Task requirements: Extract every line below that contains the word "camera", and copy each one in full.

Recorded data:
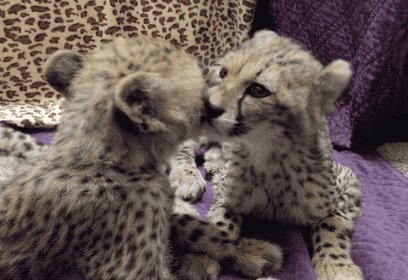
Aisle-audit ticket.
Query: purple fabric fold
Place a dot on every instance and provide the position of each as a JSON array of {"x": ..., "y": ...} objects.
[
  {"x": 380, "y": 240},
  {"x": 373, "y": 36}
]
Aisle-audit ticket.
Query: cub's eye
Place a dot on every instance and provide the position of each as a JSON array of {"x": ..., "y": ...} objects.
[
  {"x": 257, "y": 91},
  {"x": 223, "y": 72}
]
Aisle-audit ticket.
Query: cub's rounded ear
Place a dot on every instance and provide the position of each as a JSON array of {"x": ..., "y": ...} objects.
[
  {"x": 61, "y": 68},
  {"x": 331, "y": 82},
  {"x": 265, "y": 35},
  {"x": 137, "y": 96}
]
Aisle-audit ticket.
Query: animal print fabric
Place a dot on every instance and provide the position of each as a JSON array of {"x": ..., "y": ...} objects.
[{"x": 32, "y": 30}]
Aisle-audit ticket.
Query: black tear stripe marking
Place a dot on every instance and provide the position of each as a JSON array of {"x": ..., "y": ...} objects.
[{"x": 240, "y": 128}]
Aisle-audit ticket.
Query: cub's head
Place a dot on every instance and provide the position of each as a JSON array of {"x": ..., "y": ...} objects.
[
  {"x": 270, "y": 87},
  {"x": 146, "y": 85}
]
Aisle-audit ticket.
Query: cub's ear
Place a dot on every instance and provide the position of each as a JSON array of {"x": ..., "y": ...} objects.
[
  {"x": 264, "y": 35},
  {"x": 331, "y": 82},
  {"x": 61, "y": 68},
  {"x": 138, "y": 96}
]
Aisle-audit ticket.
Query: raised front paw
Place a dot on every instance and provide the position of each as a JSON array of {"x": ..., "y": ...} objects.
[
  {"x": 188, "y": 183},
  {"x": 338, "y": 271},
  {"x": 256, "y": 258}
]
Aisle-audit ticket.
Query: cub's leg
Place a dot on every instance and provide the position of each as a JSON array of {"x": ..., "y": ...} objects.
[
  {"x": 226, "y": 220},
  {"x": 250, "y": 257},
  {"x": 184, "y": 176},
  {"x": 331, "y": 237}
]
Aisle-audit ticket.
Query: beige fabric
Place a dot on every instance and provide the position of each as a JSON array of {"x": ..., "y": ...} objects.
[
  {"x": 397, "y": 154},
  {"x": 31, "y": 30}
]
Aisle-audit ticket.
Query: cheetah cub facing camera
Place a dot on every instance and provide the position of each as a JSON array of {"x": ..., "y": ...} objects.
[
  {"x": 96, "y": 201},
  {"x": 268, "y": 99}
]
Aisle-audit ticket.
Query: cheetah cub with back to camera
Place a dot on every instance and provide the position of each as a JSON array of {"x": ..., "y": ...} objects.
[
  {"x": 268, "y": 99},
  {"x": 97, "y": 200}
]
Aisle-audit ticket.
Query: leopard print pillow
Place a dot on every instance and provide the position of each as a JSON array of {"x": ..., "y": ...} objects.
[{"x": 32, "y": 30}]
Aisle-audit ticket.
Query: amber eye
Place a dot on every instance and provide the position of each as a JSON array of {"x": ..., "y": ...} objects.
[
  {"x": 223, "y": 72},
  {"x": 257, "y": 91}
]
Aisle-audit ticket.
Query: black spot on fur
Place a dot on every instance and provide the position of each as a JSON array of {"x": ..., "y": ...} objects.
[{"x": 195, "y": 235}]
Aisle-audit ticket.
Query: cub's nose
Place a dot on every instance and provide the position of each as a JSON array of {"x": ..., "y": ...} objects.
[{"x": 212, "y": 111}]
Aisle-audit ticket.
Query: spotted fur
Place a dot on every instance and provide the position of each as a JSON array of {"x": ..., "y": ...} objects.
[
  {"x": 97, "y": 201},
  {"x": 267, "y": 100}
]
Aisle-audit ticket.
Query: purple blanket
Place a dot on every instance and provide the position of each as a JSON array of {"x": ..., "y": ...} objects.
[
  {"x": 380, "y": 241},
  {"x": 373, "y": 36}
]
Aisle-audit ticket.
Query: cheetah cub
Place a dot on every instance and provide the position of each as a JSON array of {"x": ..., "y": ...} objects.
[
  {"x": 97, "y": 201},
  {"x": 268, "y": 99}
]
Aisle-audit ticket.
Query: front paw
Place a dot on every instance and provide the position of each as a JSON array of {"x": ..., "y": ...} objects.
[
  {"x": 338, "y": 271},
  {"x": 257, "y": 258},
  {"x": 188, "y": 183}
]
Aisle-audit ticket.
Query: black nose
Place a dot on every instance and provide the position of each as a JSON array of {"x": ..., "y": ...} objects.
[{"x": 212, "y": 111}]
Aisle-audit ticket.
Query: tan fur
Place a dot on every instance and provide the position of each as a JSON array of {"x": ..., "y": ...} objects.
[
  {"x": 270, "y": 108},
  {"x": 97, "y": 200}
]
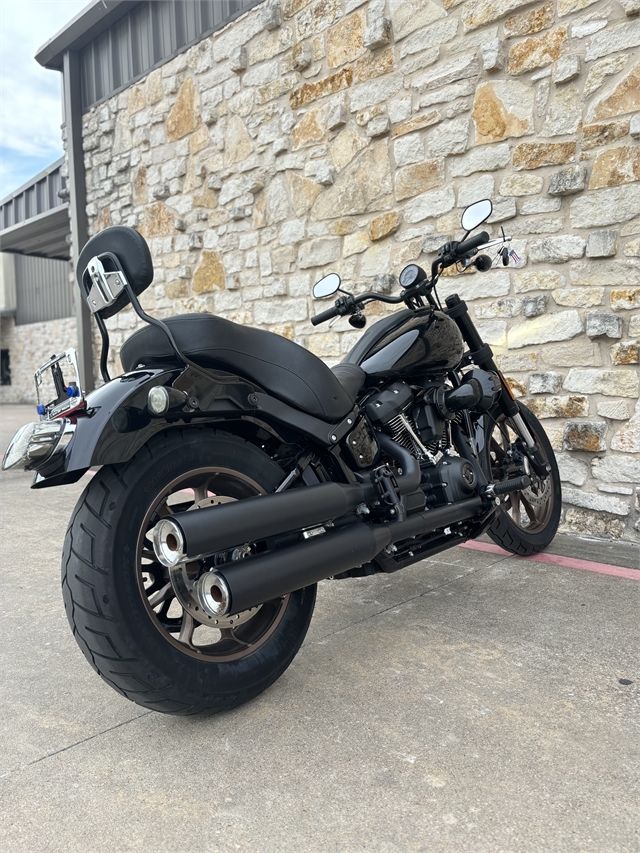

Answer for the task:
Query: cheetah cub facing camera
Query: cheetah cub with back to camera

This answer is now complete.